Collected data
= Beginning of Section =

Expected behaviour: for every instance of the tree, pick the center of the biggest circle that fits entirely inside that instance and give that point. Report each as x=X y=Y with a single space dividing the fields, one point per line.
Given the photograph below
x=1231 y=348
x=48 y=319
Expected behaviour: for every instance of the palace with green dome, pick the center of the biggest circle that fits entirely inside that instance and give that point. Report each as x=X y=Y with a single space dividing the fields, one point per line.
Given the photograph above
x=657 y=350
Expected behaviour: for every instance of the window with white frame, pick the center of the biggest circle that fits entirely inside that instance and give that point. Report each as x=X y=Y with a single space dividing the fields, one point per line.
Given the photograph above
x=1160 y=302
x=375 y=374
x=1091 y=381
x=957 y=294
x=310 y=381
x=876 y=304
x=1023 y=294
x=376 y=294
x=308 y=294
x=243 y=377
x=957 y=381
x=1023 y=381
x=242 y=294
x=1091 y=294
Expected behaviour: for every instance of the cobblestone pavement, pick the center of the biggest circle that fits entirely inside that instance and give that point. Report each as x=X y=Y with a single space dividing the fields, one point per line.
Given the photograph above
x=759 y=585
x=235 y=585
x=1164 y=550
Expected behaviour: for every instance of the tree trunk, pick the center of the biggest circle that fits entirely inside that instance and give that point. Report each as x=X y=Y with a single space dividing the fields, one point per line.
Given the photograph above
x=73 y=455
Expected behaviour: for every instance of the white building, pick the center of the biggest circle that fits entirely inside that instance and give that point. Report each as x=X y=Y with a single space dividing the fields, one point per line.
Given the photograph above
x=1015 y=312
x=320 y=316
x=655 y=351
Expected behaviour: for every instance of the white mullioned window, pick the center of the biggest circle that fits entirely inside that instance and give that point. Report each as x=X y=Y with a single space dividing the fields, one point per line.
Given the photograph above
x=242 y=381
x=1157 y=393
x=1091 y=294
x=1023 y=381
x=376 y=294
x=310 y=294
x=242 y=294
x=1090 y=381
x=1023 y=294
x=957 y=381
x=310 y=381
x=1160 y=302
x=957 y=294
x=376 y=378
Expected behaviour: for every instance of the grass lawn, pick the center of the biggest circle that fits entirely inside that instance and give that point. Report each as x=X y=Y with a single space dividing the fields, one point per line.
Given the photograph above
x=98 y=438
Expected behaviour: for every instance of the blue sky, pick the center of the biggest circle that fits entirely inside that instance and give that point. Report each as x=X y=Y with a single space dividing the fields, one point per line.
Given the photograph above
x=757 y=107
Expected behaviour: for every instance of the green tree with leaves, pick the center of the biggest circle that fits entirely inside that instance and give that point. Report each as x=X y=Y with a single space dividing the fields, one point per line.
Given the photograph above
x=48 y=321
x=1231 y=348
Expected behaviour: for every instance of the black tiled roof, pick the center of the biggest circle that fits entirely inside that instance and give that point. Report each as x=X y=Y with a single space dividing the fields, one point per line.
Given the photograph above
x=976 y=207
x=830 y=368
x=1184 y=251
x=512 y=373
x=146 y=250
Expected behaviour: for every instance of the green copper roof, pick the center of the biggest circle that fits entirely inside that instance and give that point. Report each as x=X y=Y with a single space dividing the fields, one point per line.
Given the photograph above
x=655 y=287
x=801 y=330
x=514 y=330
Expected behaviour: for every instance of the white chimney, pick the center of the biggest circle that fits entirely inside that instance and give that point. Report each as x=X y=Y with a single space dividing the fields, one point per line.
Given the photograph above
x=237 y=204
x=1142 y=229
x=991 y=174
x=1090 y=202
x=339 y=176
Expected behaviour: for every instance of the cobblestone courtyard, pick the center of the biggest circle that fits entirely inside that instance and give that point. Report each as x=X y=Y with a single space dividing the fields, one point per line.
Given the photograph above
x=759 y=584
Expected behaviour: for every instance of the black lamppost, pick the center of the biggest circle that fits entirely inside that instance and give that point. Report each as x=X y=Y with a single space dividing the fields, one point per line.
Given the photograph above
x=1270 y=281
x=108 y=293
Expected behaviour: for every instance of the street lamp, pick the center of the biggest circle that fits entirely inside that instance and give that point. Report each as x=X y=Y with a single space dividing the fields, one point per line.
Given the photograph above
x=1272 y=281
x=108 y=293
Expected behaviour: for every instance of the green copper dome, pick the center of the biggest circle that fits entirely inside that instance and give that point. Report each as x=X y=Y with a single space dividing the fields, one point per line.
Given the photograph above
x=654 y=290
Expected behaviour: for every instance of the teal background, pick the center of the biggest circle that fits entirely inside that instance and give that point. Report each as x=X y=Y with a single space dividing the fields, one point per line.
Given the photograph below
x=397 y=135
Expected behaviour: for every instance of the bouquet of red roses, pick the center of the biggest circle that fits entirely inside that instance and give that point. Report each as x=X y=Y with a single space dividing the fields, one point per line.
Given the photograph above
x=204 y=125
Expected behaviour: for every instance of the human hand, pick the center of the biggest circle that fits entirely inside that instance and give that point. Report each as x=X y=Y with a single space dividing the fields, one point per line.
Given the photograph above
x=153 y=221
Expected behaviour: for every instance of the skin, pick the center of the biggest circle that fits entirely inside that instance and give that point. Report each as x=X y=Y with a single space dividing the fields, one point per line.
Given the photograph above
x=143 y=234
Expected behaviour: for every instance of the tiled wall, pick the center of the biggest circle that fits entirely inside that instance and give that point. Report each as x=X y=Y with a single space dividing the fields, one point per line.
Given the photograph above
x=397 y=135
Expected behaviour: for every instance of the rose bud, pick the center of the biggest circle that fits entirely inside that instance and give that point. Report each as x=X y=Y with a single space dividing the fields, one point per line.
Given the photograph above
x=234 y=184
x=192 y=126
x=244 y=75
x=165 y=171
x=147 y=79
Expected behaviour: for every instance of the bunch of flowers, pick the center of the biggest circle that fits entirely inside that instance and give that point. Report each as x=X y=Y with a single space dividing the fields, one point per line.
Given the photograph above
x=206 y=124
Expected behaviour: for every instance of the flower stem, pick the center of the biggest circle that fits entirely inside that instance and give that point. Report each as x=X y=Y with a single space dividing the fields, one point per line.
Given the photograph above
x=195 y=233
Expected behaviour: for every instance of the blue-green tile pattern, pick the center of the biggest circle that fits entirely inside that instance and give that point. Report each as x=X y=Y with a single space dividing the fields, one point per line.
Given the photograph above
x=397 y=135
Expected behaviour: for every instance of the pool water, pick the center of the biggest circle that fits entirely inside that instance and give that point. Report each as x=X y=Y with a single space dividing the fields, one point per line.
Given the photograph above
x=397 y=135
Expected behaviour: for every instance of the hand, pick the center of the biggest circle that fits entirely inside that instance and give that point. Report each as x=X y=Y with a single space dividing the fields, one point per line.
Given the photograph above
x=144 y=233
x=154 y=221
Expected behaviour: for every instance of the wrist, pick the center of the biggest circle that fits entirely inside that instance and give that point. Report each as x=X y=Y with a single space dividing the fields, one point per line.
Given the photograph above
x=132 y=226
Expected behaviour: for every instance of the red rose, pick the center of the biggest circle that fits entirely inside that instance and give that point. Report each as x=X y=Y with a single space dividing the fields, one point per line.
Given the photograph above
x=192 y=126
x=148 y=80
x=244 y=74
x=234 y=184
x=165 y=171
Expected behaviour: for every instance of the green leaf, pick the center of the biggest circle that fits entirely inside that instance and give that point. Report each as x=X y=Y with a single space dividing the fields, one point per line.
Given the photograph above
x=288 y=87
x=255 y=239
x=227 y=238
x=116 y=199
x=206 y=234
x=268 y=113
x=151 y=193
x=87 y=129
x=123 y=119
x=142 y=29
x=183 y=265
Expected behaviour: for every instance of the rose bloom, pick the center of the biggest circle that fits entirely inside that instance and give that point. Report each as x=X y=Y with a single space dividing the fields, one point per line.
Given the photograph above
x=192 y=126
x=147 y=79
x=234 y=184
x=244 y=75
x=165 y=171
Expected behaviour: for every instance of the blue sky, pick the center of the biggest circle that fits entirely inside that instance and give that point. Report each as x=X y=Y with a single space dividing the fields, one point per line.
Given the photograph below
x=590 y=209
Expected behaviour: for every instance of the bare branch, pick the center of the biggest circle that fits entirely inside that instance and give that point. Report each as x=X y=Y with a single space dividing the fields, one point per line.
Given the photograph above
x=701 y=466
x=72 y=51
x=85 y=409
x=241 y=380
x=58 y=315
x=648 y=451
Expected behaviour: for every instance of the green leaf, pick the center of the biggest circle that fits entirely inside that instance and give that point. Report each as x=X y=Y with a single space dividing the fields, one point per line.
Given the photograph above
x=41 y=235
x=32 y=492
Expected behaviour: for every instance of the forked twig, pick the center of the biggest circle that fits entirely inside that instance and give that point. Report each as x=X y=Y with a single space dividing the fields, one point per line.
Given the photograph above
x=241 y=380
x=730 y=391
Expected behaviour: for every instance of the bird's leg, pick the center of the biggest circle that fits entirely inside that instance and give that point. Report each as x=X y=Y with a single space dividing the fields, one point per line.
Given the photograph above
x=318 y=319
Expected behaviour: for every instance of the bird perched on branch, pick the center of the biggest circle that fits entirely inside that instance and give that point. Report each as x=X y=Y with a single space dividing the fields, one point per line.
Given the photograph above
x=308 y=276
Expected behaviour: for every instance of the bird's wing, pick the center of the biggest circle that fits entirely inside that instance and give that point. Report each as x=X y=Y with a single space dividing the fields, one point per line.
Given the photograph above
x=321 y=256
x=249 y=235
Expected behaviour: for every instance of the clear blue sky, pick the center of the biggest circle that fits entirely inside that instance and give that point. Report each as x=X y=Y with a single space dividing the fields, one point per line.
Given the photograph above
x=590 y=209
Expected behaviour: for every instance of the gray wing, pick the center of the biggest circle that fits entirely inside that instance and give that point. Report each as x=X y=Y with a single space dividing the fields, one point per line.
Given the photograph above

= End of Section =

# Task statement
Check each line of the data for "cobblestone". Copy the lines where it turns up.

# Solution for this exercise
Expected behaviour: for every instance of the cobblestone pavement, pick the center of the biggest circle that fits entirely inside that instance and give that point. Report each as x=X y=Y with a single space dividing the fields, one point per line.
Expected behaviour: for every instance of the cobblestone courtyard, pick the center of the biggest circle that fits entirely inside that instance and give that point. Report each as x=X y=Y with a single space dividing the fields, one point per line.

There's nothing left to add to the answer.